# Do this
Copy out every one of the lines below word for word, leaving out the pictures.

# Data extract

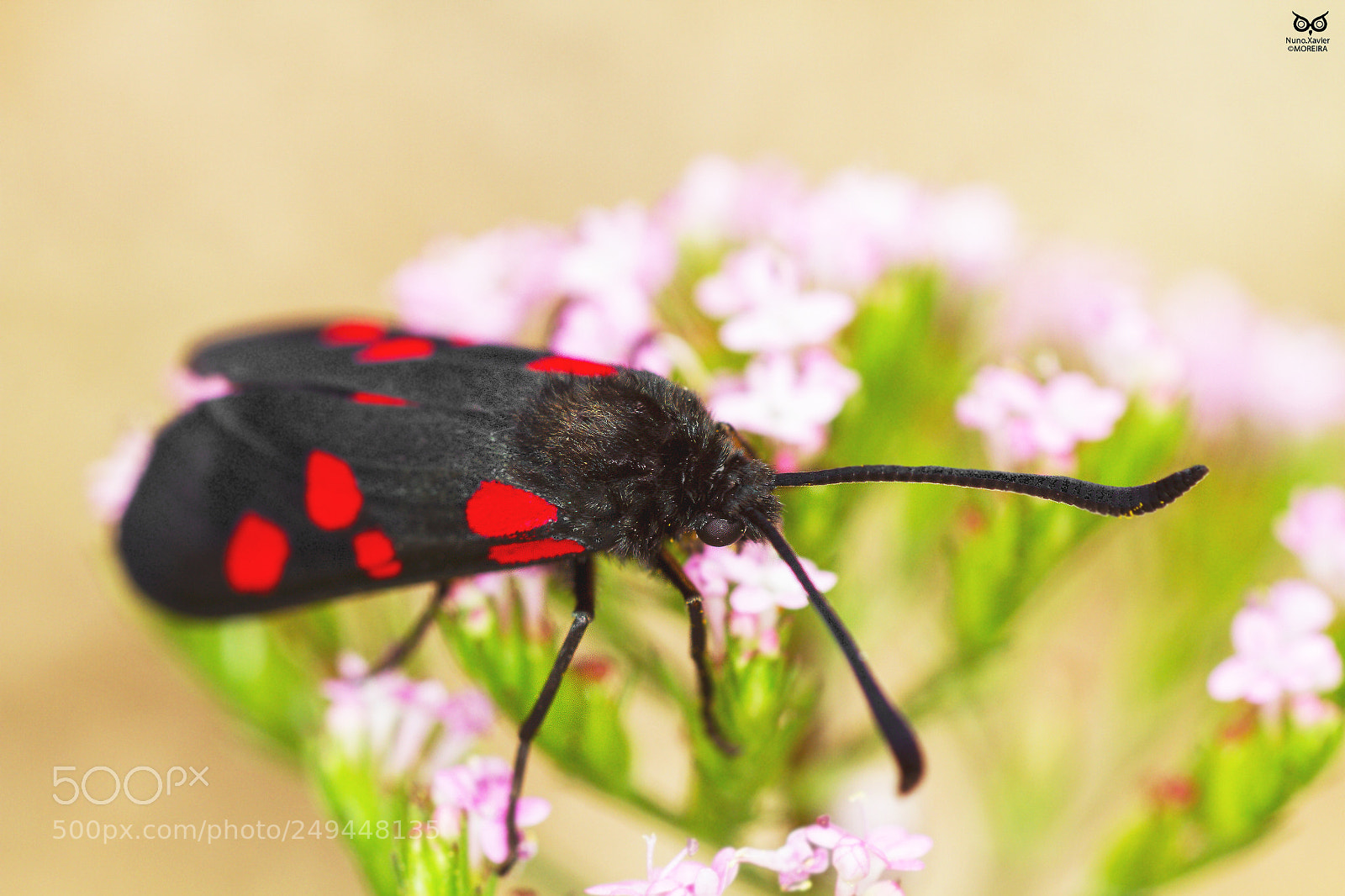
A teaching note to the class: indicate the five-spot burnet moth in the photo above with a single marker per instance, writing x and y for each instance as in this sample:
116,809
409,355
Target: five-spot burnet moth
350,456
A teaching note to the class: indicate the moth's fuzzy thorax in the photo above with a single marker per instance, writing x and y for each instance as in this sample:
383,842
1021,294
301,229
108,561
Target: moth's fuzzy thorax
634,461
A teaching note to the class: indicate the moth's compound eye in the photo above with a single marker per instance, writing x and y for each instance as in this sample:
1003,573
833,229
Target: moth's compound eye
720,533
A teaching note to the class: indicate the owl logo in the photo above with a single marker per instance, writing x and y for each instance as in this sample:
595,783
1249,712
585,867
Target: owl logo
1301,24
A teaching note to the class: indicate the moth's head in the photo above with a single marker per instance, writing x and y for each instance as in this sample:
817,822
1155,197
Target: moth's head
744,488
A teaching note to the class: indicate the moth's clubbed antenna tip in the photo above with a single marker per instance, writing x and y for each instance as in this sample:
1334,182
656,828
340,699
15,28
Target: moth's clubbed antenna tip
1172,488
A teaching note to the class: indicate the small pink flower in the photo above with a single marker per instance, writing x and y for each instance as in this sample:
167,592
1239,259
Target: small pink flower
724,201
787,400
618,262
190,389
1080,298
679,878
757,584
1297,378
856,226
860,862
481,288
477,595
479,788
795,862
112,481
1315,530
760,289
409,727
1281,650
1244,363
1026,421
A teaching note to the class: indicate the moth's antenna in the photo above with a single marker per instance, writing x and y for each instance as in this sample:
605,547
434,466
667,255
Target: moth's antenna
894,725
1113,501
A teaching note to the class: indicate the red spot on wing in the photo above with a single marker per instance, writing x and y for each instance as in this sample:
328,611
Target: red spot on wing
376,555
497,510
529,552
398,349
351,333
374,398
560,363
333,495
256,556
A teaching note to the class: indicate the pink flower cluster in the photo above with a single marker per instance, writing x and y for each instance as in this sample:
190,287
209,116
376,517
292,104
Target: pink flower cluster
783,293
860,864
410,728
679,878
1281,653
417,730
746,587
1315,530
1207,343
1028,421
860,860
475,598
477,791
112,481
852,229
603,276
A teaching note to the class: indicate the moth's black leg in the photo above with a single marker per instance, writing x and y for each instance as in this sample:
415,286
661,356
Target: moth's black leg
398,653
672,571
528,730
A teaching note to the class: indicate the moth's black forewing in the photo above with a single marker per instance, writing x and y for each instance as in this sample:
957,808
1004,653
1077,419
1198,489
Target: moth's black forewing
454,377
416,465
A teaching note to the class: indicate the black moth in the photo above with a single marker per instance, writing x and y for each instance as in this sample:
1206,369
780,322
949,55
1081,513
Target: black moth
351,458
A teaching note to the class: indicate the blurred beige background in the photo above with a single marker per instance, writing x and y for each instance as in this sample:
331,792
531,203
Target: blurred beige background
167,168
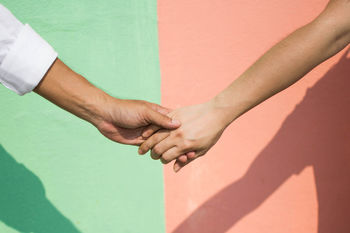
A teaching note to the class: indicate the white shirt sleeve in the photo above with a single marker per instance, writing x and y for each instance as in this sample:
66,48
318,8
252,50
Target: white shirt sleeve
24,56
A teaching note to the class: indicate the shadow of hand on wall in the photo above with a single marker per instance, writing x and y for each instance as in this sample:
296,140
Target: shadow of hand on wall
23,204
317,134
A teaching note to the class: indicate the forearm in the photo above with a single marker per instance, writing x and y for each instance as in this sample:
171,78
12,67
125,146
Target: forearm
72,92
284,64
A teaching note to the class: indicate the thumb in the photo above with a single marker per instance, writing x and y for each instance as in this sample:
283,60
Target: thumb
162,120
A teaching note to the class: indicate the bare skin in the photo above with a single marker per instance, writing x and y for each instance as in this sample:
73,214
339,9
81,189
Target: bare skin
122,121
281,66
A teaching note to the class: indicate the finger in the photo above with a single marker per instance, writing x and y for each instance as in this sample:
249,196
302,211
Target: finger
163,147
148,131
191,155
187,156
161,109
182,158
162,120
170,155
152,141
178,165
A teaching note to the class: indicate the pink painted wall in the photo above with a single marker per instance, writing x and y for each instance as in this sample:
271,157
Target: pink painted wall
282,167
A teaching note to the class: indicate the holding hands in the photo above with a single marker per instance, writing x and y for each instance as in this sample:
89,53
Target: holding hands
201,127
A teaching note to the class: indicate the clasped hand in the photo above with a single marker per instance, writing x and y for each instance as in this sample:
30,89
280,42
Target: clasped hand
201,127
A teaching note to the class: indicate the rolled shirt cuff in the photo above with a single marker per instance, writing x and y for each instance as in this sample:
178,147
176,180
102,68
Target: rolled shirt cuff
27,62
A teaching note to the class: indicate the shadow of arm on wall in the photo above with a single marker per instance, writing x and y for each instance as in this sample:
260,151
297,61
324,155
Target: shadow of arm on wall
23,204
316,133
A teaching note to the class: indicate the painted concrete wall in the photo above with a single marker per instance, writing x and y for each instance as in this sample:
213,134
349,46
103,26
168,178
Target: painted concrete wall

# Exercise answer
A teaching note to the class: indicate the five-spot burnet moth in the photo above with a single marker per instance, writing x and y for each instance as in this sample:
116,809
409,355
Target: five-spot burnet moth
350,456
A teaching note to the class: indicate the moth's fuzzy thorax in the photo above with a single marker per instance, writing x and y for each instance as in this sample:
383,842
1021,294
301,229
108,561
Target: moth's fuzzy thorax
634,461
A teaching note to the class: indicate the moth's compound eye in the photo above with a single marker per instance, writing x and y for each instance as in this sample:
1003,573
833,229
Target: moth's compound eye
720,533
A teaching note to the class: indicate the owl logo in the photo above with a single marker per instance, writing x and y for each instance as in this sample:
595,783
1249,712
585,867
Target: owl logo
1301,24
A teaching note to the class: indicate the moth's head in the photo above with a single marker per instance, writing x and y for each instance as in this sample:
817,822
1155,197
Target: moth's head
744,488
A teaching note to the class: indicate the moth's clubbed antenna tip in the photo above with a single marker per instance, writing x and y for each instance as in this sample:
1334,182
656,828
340,699
15,28
Target: moth's clubbed antenna tip
1172,488
A teaching note to the class: indicate the small pink flower in the photo above with a single marker per instance, writing x and y for each instance as in this sample:
167,592
1239,259
Target: small pink flower
724,201
787,400
618,262
190,389
1080,298
679,878
757,584
1297,378
856,226
860,862
481,288
477,595
479,788
795,862
112,481
1315,530
760,289
409,727
1281,650
1244,363
1026,421
A teaching note to the class: indicate the moth's antenna in the photo above with a single marker per instance, writing x and y for each instance as in this sample:
605,547
434,466
667,255
Target: moth's antenna
894,725
1113,501
A teaching note to the class: indicate the red spot on wing in the photo above with a single marker per instance, writing x and y for each instance as in this sample:
328,611
Target: red spot on wing
376,555
497,510
529,552
398,349
351,333
374,398
560,363
333,495
256,556
A teaching note to the class: indicate the pink flower cluster in the photo above with a single marker per instance, writing x and y for each instance as in this sample:
190,287
209,116
376,517
292,104
Target: pink flower cluster
783,293
860,864
410,728
679,878
1281,653
417,730
746,587
1315,530
1207,343
1028,421
860,860
475,598
477,791
112,481
852,229
603,276
A teaching note to the class: indicate the moth's black leg in the photo above with a single marker per instance, writing x and y for each instance as in this sample:
415,286
661,356
Target: moth's black leg
398,653
672,571
528,730
A teaching note to the class: indicate the moth's black forewing in the photo above with a single marker per instance, writing x and y for each instance as in this sample:
957,808
1004,653
1077,419
1198,489
Target: moth's black forewing
454,377
416,465
A teaching note to the class: indicate the black moth in the photo above with a single marker per instance, writing x and y for each instance as in this sample:
1206,369
780,322
949,55
1081,513
Target: black moth
351,458
A teaching note to the class: indicate the blurred beige background in the photo above with a single marker per instance, writing x and y for each instance as in this sample:
331,792
531,203
Target: blurred beige background
167,168
A teaching note to the class: indicate the white shirt sleeve in the photo above with a single marker per instance, writing x and y for each instance as in this sample:
66,48
318,8
252,50
Target: white shirt sleeve
24,56
A teaching note to the class: indicate the shadow of hand on wall in the photo above with a single marker per instance, writing x and y for each instance as in this sample:
296,140
Target: shadow of hand on wall
23,204
317,134
A teaching note to the class: indicate the forearm in the photo above with a single marker per instance, writing x and y for each instance as in this sample:
171,78
12,67
125,146
Target: forearm
72,92
284,64
A teaching note to the class: indicate the thumb in the photo above with a single marker per instance, writing x and y for each instance as in this sample:
283,60
Target: thumb
162,120
A teaching note to the class: indicate the bare skin in the photo above with a single marker per instance, writing x and y for each instance as in this sample:
73,214
339,9
81,189
Target: bare skin
122,121
281,66
A teaching note to the class: indicate the finger in the photo above with a single marker per instance, writing x and y for each instance as in this sample:
249,196
302,211
Target: finger
163,147
148,131
191,155
187,156
161,109
182,158
162,120
170,155
152,141
178,165
A teaching note to the class: indicate the pink painted wall in the photo above with a single marker per instance, writing x and y for each instance as in this sample:
271,157
Target: pink painted wall
282,167
A teaching note to the class: indicate the holding hands in the photo above with a single marker per instance, writing x and y for each instance as in this sample:
89,53
Target: holding hands
201,127
A teaching note to the class: indicate the clasped hand in the photo above with a single marker per instance, writing x and y for each instance as in this sample:
30,89
280,42
Target: clasped hand
201,127
A teaching note to the class: indicate the rolled shirt cuff in the photo above with a single marker per instance, writing x and y for each instance as in this sample:
178,147
176,180
102,68
Target: rolled shirt cuff
27,62
A teaching note to the class: indicate the shadow of arm on wall in the photo above with a single marker per instance, writing x and y for each instance as in this sample:
260,151
297,61
324,155
Target: shadow of arm on wall
23,204
316,133
A teaching note to the class: indicate the painted concrete wall in the photo above with a single marker per instance, writing x and y for each instance as in this sample:
213,134
349,46
103,26
168,178
Target: painted concrete wall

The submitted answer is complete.